GIVEN PROBLEM: Print all the entries verbatim.
-- START SUPPLIED ENTRIES --
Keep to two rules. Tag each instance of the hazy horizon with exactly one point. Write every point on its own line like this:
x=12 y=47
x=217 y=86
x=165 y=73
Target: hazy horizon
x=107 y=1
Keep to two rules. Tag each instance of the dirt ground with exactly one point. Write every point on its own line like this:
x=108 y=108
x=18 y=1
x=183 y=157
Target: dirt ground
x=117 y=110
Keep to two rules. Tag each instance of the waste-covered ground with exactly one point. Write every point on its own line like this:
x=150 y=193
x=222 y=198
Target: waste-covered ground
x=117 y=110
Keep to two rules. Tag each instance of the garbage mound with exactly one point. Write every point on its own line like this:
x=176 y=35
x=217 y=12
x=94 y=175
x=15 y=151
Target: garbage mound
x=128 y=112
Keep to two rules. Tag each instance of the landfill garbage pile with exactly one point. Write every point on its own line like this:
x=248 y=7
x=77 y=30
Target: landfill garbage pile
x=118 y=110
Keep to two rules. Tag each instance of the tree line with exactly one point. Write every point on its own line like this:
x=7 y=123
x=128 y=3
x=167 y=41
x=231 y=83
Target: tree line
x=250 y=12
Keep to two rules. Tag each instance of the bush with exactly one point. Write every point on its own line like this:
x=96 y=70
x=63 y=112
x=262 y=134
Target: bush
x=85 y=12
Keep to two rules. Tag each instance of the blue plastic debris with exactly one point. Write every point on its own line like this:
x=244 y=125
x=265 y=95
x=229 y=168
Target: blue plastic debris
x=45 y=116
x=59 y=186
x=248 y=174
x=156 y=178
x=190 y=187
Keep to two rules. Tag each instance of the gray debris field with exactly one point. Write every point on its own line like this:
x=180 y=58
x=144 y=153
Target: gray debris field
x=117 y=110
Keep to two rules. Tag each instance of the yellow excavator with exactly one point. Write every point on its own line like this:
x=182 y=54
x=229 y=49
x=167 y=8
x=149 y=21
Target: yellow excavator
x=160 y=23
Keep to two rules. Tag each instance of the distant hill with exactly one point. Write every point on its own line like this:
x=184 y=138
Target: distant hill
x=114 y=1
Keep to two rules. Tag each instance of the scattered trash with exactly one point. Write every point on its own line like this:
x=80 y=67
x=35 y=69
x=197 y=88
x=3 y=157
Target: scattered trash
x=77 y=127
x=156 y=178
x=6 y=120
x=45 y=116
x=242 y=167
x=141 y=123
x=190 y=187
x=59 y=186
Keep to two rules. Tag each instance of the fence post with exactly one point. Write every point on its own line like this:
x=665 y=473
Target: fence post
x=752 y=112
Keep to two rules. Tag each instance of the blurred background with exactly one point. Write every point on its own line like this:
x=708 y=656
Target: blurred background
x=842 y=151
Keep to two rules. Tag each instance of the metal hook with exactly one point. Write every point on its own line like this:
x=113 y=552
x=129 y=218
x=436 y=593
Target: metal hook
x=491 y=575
-- END SUPPLIED ENTRIES --
RESULT BELOW:
Keep to two rules. Tag each instance of the hazy horizon with exactly one point. Write every point on its own line like this:
x=12 y=47
x=217 y=86
x=165 y=73
Target: hazy horizon
x=107 y=1
Keep to two rules. Tag each instance of the dirt ground with exactly one point. Write every point on its own line like this:
x=108 y=108
x=18 y=1
x=183 y=157
Target: dirt ground
x=117 y=110
Keep to two rules. Tag each instance of the waste-covered ground with exactly one point. Write every point on its own line like this:
x=150 y=193
x=222 y=198
Target: waste-covered ground
x=117 y=110
Keep to two rules. Tag each instance of the garbage mound with exactly one point. Write every point on its own line like this:
x=176 y=35
x=217 y=12
x=94 y=175
x=15 y=151
Target: garbage mound
x=128 y=112
Keep to two rules. Tag each instance of the landfill garbage pile with exactly one point. Write every point on its own line like this:
x=248 y=7
x=77 y=30
Target: landfill garbage pile
x=118 y=110
Keep to two rules. Tag each instance of the tree line with exactly one point. Write every point on its own line like this:
x=7 y=123
x=128 y=3
x=167 y=41
x=231 y=83
Target: tree line
x=250 y=12
Keep to two rules. Tag each instance of the bush with exactly one point. Write every point on its own line like this:
x=96 y=70
x=63 y=112
x=262 y=134
Target: bush
x=85 y=12
Keep to two rules. Tag each instance of the blue plastic debris with exactly one point. Write every point on its own line like this:
x=244 y=125
x=265 y=95
x=229 y=168
Target: blue plastic debris
x=45 y=116
x=59 y=186
x=248 y=174
x=156 y=178
x=190 y=187
Keep to two rules. Tag each instance of the gray debris field with exactly one point. Write every point on its own line like this:
x=180 y=58
x=144 y=153
Target: gray debris field
x=117 y=110
Keep to two rules. Tag each instance of the yellow excavator with exactly one point. Write every point on its own line like this:
x=182 y=54
x=229 y=49
x=167 y=8
x=149 y=21
Target: yellow excavator
x=160 y=23
Keep to two rules. Tag each instance of the distant hill with exactly one point. Write every point on its own line like this:
x=184 y=138
Target: distant hill
x=114 y=1
Keep to two rules. Tag each instance of the scattered trash with exactly one point. Write every point on its own line like this:
x=80 y=67
x=35 y=69
x=197 y=88
x=3 y=157
Target: scattered trash
x=77 y=127
x=156 y=178
x=6 y=120
x=45 y=116
x=242 y=167
x=141 y=123
x=190 y=187
x=59 y=186
Keep to two rules. Tag each instance of the fence post with exactly one point. Write every point on its own line like this:
x=665 y=473
Target: fence post
x=752 y=112
Keep to two rules. Tag each instance of the blurred background with exactly one point. Write every point on its own line like this:
x=708 y=656
Target: blurred background
x=842 y=151
Keep to two rules. Tag each instance of the metal hook with exactly one point. Write every point on its own line like this:
x=113 y=552
x=129 y=218
x=436 y=593
Target: metal hook
x=491 y=575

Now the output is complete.